→ Problem
All records are to be restated exactly, each line as it reads.

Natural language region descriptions
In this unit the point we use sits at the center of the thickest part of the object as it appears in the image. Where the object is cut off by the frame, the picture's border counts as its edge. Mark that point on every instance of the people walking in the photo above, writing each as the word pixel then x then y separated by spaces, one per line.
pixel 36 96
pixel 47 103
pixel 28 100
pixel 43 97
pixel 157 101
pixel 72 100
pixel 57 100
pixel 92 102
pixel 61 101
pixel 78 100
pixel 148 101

→ Exercise output
In this unit the point we use sits at the center of the thickest part of the object as it appears in the image. Where the object is cut off by the frame, the picture's border counts as its edge. Mark that point on every instance of the people walking in the photo above, writing each as the word pixel then x then y separated by spaces, one per line.
pixel 36 96
pixel 47 103
pixel 28 100
pixel 43 97
pixel 157 101
pixel 72 100
pixel 57 100
pixel 92 102
pixel 61 101
pixel 78 100
pixel 148 101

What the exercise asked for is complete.